Work instructions:
Please restate each entry word for word.

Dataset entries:
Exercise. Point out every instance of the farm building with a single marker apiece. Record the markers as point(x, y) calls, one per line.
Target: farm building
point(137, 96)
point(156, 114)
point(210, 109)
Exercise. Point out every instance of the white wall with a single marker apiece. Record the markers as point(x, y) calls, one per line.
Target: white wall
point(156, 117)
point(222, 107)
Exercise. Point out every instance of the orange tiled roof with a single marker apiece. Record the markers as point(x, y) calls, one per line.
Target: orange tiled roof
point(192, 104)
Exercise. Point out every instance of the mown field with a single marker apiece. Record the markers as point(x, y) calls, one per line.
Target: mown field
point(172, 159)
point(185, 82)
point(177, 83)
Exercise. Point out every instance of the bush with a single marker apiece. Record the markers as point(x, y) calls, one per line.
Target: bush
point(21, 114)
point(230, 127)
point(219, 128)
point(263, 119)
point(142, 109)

Output:
Exercise. Point out every instance of the farm building with a single marker apiece. Record the markers as point(x, y) calls, one per line.
Target: farm building
point(137, 96)
point(156, 114)
point(210, 109)
Exercise. Point out every instance of the white wall with a single marker apiece. Record the markers as point(x, y) calls, one per line.
Target: white wall
point(156, 117)
point(222, 107)
Exercise. Point out every instance of the orange tiled roof with a single marker apiece. Record the markers as point(x, y) calls, one per line.
Target: orange tiled roof
point(192, 104)
Exercise. Point out every instance of the mown field with a single marker apiece. Record the markers as point(x, y) calls, one per line.
Target: mown field
point(172, 159)
point(185, 82)
point(177, 83)
Exercise. Point out every instance of the bush with a single marker apiece. Record the markers as point(x, y) calls, one per line.
Target: bush
point(21, 114)
point(230, 127)
point(219, 128)
point(263, 119)
point(142, 109)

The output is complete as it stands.